═══ MATERIAL SHOWN ═══

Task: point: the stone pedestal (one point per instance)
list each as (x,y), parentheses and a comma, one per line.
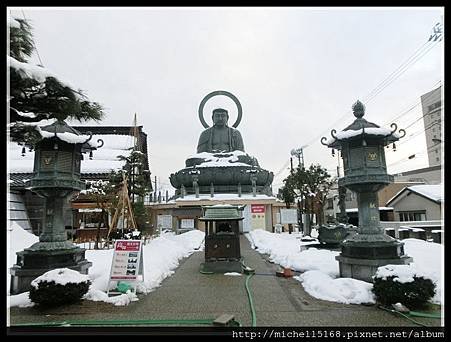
(365,269)
(362,255)
(34,263)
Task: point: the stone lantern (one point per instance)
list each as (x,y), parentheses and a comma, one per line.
(365,172)
(56,175)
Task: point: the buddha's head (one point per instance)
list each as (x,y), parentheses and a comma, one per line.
(220,117)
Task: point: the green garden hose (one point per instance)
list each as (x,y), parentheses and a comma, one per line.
(409,314)
(122,322)
(424,314)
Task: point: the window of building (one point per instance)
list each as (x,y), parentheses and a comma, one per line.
(434,105)
(412,216)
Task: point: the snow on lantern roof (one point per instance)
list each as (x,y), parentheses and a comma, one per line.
(362,128)
(61,130)
(105,158)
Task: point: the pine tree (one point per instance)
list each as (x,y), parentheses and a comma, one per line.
(36,93)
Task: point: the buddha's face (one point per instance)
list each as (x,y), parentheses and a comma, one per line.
(220,118)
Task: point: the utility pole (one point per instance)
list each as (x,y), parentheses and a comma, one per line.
(155,196)
(298,152)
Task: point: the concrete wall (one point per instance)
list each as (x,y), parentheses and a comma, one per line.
(428,175)
(410,201)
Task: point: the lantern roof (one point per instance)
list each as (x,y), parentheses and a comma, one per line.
(361,129)
(62,131)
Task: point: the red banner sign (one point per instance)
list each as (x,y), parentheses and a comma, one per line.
(257,208)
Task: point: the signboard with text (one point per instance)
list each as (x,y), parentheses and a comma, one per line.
(258,216)
(288,216)
(187,223)
(127,263)
(164,221)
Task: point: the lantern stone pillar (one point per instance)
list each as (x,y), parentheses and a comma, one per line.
(365,172)
(56,175)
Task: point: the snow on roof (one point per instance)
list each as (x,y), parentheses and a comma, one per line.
(434,192)
(354,210)
(207,197)
(368,130)
(12,22)
(104,159)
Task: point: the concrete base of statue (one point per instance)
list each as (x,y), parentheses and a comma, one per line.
(38,259)
(221,266)
(222,172)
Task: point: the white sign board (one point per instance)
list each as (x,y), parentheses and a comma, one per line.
(187,223)
(164,221)
(127,263)
(288,216)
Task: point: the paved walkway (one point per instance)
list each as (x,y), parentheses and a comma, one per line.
(188,294)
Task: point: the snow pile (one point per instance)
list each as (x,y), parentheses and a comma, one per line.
(161,257)
(18,239)
(61,276)
(39,74)
(68,137)
(285,250)
(341,290)
(428,259)
(401,273)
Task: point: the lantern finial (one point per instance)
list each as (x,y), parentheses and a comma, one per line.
(358,109)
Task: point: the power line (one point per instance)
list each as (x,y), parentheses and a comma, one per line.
(32,41)
(401,71)
(385,83)
(414,106)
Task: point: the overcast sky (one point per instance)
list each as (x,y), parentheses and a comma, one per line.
(296,71)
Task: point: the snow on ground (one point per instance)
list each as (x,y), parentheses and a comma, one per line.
(284,249)
(161,258)
(321,270)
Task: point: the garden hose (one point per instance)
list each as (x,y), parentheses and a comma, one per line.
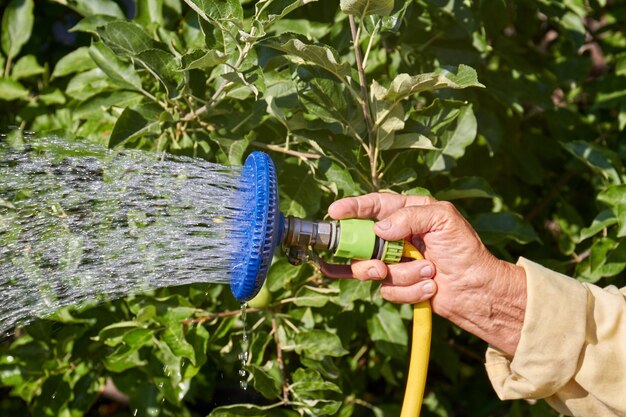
(420,349)
(259,227)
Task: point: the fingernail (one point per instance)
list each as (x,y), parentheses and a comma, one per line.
(383,225)
(373,273)
(428,288)
(427,271)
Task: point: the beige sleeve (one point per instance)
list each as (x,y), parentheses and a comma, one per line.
(572,351)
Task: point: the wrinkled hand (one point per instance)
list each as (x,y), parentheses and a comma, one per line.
(465,282)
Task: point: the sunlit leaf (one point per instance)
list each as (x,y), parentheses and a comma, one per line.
(17,25)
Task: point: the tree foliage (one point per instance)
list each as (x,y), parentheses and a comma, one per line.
(515,111)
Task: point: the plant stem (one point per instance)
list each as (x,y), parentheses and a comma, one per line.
(280,149)
(242,55)
(279,360)
(372,150)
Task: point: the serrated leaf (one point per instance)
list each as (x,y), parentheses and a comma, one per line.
(92,8)
(218,10)
(405,85)
(322,56)
(78,60)
(251,410)
(87,84)
(268,11)
(131,125)
(267,380)
(11,90)
(319,343)
(122,73)
(367,7)
(615,197)
(499,228)
(388,330)
(453,142)
(202,59)
(17,26)
(299,194)
(90,24)
(411,141)
(25,67)
(164,67)
(467,187)
(149,12)
(126,38)
(603,220)
(602,160)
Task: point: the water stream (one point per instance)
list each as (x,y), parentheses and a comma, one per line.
(80,223)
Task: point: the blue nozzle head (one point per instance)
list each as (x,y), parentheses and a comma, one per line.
(257,227)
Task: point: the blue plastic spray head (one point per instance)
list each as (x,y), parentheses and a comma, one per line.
(257,228)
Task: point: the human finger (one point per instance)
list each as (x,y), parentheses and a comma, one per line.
(411,294)
(373,206)
(409,273)
(418,220)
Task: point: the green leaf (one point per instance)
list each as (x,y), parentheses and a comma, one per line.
(299,193)
(600,159)
(92,8)
(603,220)
(453,142)
(251,410)
(126,38)
(164,67)
(200,59)
(269,12)
(104,101)
(87,84)
(318,343)
(499,228)
(90,24)
(615,197)
(17,26)
(410,141)
(51,96)
(362,8)
(321,397)
(78,60)
(467,187)
(322,56)
(149,12)
(388,116)
(405,85)
(131,125)
(267,380)
(25,67)
(218,10)
(12,90)
(388,330)
(122,73)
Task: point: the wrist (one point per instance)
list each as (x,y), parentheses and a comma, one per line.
(492,303)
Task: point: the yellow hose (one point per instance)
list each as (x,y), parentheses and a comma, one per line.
(420,349)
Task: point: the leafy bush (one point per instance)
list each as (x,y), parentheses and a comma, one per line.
(534,160)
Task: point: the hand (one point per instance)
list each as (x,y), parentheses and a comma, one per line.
(474,289)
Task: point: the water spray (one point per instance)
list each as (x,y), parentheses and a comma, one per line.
(264,228)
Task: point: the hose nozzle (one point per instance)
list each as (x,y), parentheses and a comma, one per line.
(349,238)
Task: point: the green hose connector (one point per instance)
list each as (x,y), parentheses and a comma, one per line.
(393,251)
(357,239)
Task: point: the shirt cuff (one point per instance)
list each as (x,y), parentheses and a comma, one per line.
(553,335)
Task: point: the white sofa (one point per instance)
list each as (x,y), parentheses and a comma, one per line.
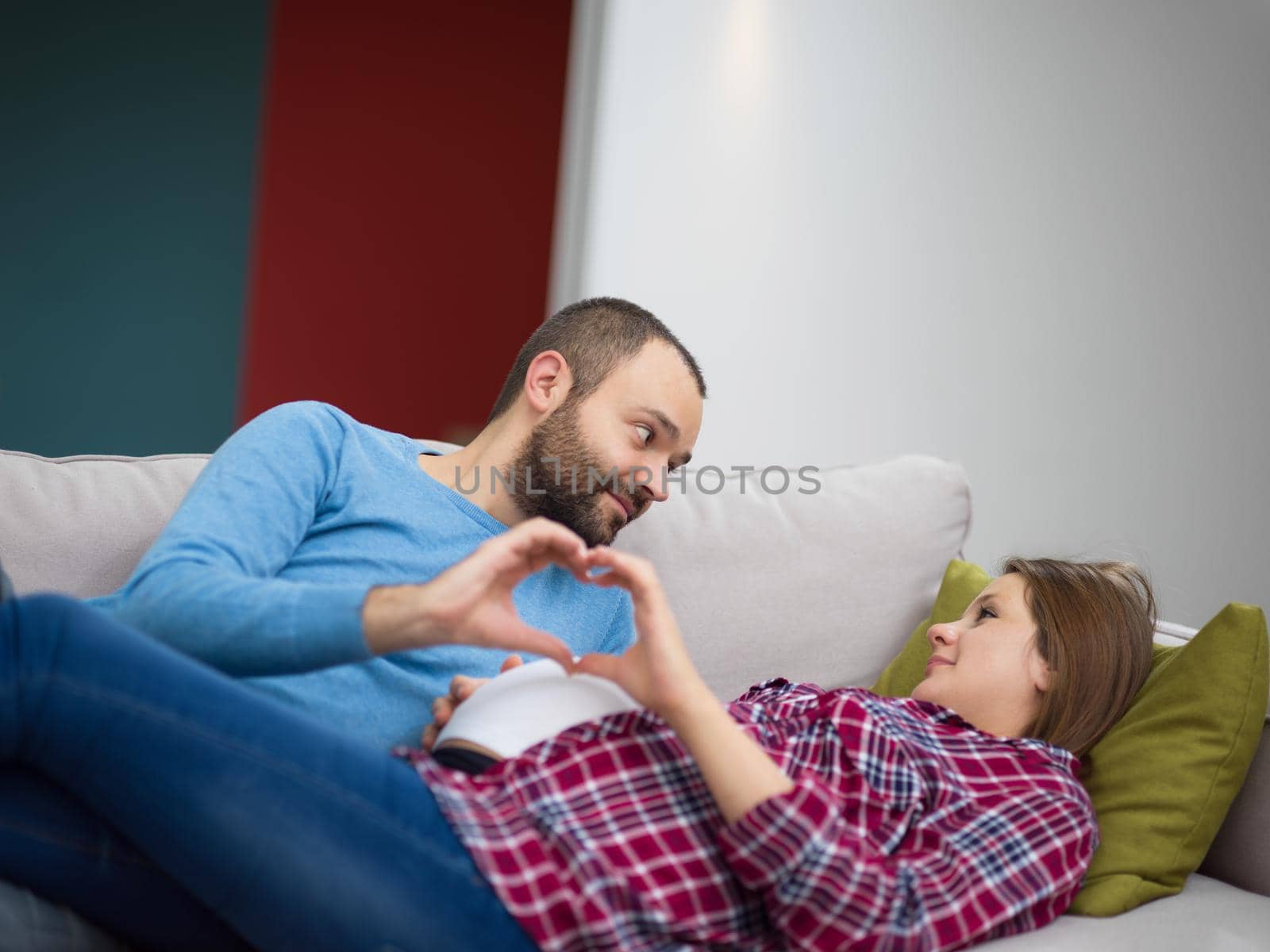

═══

▸ **PROBLEM**:
Restating the data word for word is the task, and pictures are to be omitted.

▸ **TASK ANSWER**:
Task: point: the stone pedestal (one point per instance)
list each as (x,y), parentheses and a comma, one per line.
(365,269)
(362,255)
(34,263)
Task: point: the stone lantern (one point per instance)
list each as (x,y), parentheses and a comma, one per line.
(365,172)
(56,175)
Task: point: the buddha's head (one point per instance)
list each as (x,y), parentheses and a comma, one per line.
(220,117)
Task: point: the green garden hose (one point per instance)
list each as (x,y), parentheses and a comma, one per line.
(409,314)
(122,322)
(424,314)
Task: point: the window of building (one point per instance)
list each as (x,y), parentheses and a comma, one per line.
(434,105)
(412,216)
Task: point: the snow on lantern roof (one point per instance)
list each as (x,y), parentheses and a comma, one per line.
(362,128)
(61,130)
(105,158)
Task: point: the pine tree (one point per instance)
list each as (x,y), parentheses and a comma, one per line.
(36,93)
Task: point: the buddha's face (one point per instance)
list each as (x,y), parentheses and a comma, one per line.
(220,118)
Task: point: the utility pole (one point per instance)
list each as (x,y), parentheses and a comma, one per line.
(155,196)
(298,152)
Task: point: the concrete wall (one point per instance)
list each as (x,y), parentheses and a comma, one per line.
(428,175)
(410,201)
Task: point: the lantern roof (one point per instance)
list each as (x,y), parentheses and a comma, one per line.
(361,129)
(62,131)
Task: point: the red banner sign (one point per instance)
list each as (x,y), parentheses and a comma, one per line.
(257,208)
Task: point: the signboard with text (one point per instance)
list each as (x,y), parentheses and a comma, one per line.
(258,216)
(288,216)
(187,223)
(127,263)
(164,221)
Task: point: the lantern stone pillar (one point per instance)
list each as (x,y), parentheses and a comma, one per line.
(365,172)
(56,175)
Task: point: the snow on roof (one point per instance)
list each as (x,y), parentheses and a comma, one per line.
(434,192)
(354,210)
(207,197)
(368,130)
(12,22)
(104,159)
Task: point: the concrete base of statue (one point per instance)
list each as (x,y), parentheses and a comma, one per line.
(38,259)
(221,266)
(222,172)
Task: point: the white sign board (one point per instance)
list each as (x,y), parentheses and a comma, one per line.
(187,223)
(164,221)
(127,263)
(288,216)
Task: point: the paved walkway (one point per instance)
list each as (x,y), parentheses and a comma, one per line.
(188,294)
Task: point: the snow pile (one point per instance)
list each as (x,y), parentheses and a comma, one per line.
(161,257)
(18,239)
(61,276)
(39,74)
(68,137)
(285,250)
(341,290)
(428,259)
(401,273)
Task: point: the lantern finial (one point per instance)
list each as (x,y), parentheses and a comma, one per line.
(358,109)
Task: point: the power line (one point per instance)
list each as (x,y), parentheses and a comma, one per line.
(32,41)
(401,71)
(385,83)
(414,106)
Task: point: the overcast sky (one point per instance)
list each as (x,y), parentheses and a comma, one per line.
(296,71)
Task: point: the snow on ground (one point per instance)
list each as (x,y), parentheses and a comma, one per line.
(284,249)
(161,258)
(321,270)
Task: point: the garden hose (one point per instance)
list each as (x,y), parentheses and a comma, one per line.
(420,349)
(259,227)
Task: point: the fingernail (one point per instance)
list each as (x,y), parentheses and a comma, one per line.
(383,225)
(373,273)
(428,288)
(427,271)
Task: point: the beige sleeve (one point per instance)
list each as (x,y), parentheses and a comma, one per line.
(572,351)
Task: point: the wrinkled hand (one point per instance)
list each as (x,y), parentheses and a comma, one per line.
(465,282)
Task: point: the sunlit leaf (one point per instance)
list each as (x,y), parentheses and a comma, one per line.
(17,25)
Task: point: the tree foliage (one point per instance)
list each as (x,y), parentheses and a comma, one per line.
(515,111)
Task: point: the plant stem (one point per instance)
list each as (x,y), parentheses and a comma, one per line.
(280,149)
(242,55)
(279,360)
(372,150)
Task: point: the serrated leaf (one point per instance)
list each as (x,y), parentheses and a comma, one per line.
(92,8)
(218,10)
(405,85)
(322,56)
(78,60)
(251,410)
(87,84)
(268,11)
(131,125)
(267,380)
(11,90)
(319,343)
(122,73)
(367,7)
(615,197)
(499,228)
(388,330)
(453,142)
(202,59)
(17,26)
(299,194)
(90,24)
(411,141)
(25,67)
(164,67)
(467,187)
(149,12)
(126,38)
(603,220)
(602,160)
Task: point: the water stream (one point per instance)
list each as (x,y), parentheses and a comma, one per line.
(80,223)
Task: point: the blue nozzle head (one point per instance)
list each as (x,y), parentheses and a comma, one per line.
(257,227)
Task: point: the blue plastic spray head (one point per instance)
list each as (x,y), parentheses and a comma, one per line.
(257,228)
Task: point: the human finger (one point per instance)
list each as (x,y), parentheses and a comma, one per line.
(411,294)
(373,206)
(409,273)
(418,220)
Task: point: the green leaf (one point per instance)
list each as (x,y), parentheses and a comma, one per line.
(299,193)
(600,159)
(92,8)
(603,220)
(453,142)
(251,410)
(126,38)
(164,67)
(200,59)
(269,12)
(104,101)
(87,84)
(318,343)
(499,228)
(90,24)
(615,197)
(17,26)
(410,141)
(51,96)
(362,8)
(321,397)
(78,60)
(467,187)
(322,56)
(149,12)
(388,116)
(405,85)
(131,125)
(267,380)
(25,67)
(218,10)
(12,90)
(388,330)
(122,73)
Task: point: the wrist (one point per instance)
list each as (x,y), parentheses and a comma, one per line.
(492,303)
Task: point: the yellow hose (one point per instance)
list each as (x,y), parentheses and a comma, one per line.
(420,349)
Task: point: the leafy bush (one point per instance)
list each as (x,y), parentheses and a comma, one per line.
(534,160)
Task: point: the hand (one point per instance)
list each as (x,y), parentheses and a comma, one per line.
(474,289)
Task: point: the water spray (one point per instance)
list each as (x,y), parentheses and a comma, one per line.
(264,228)
Task: point: the hose nozzle (one point per instance)
list each as (x,y), parentheses and a comma, one per line.
(349,238)
Task: point: the green hose connector (one point per instance)
list each as (x,y), parentheses and a comma, one per line.
(393,251)
(357,239)
Task: point: the shirt cuff (one point per instance)
list each as (x,y), parentheses and a comma, one per line.
(553,335)
Task: point: the white sofa (one point per instance)
list each as (x,y), parentheses and a comma, one per line.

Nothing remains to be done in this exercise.